▶ _DATA EXTRACTS_
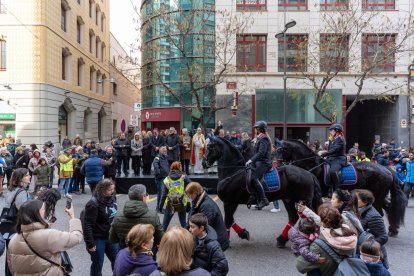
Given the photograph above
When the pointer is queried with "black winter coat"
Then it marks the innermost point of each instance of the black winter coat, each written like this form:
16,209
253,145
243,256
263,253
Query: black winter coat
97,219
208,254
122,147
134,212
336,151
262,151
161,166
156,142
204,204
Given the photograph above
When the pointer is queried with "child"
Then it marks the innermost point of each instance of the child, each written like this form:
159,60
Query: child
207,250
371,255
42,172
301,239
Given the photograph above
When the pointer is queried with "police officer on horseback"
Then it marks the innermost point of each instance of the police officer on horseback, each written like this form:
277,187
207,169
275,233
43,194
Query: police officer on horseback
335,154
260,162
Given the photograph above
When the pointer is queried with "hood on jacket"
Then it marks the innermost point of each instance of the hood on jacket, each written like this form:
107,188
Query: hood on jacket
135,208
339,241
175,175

▶ _TASK TO CARRY OUT_
Quote the listing above in full, except for the pictures.

▶ _EXERCISE SOLUTION_
Given the photograph above
When the pointer is queried with "black winter coat"
Then it marks the innermost point of each instance of the black winter coat, each written like this form:
16,209
253,145
243,256
263,253
Query: black winter coat
97,219
208,254
122,147
134,212
336,151
262,151
161,166
156,142
204,204
Given the photograph above
When the pointer is queried with "child"
Then it marks the innermost point of each instance of the child, each written like this form:
159,60
Query: child
207,250
371,255
42,172
301,239
Given the photograph above
When the pointer is queried with "police officer on horseback"
Then it marks the innermost point of each instance of the police officer on horseback, each written like this form:
277,187
207,169
275,233
43,194
Query: police officer on horseback
335,154
260,162
Given the photograph above
When the pointer is queried with "hood on jacket"
Then it marks the innermost point of each instance of the hood on jacket, each written like this form:
107,188
Query: hood on jacket
135,208
339,241
175,175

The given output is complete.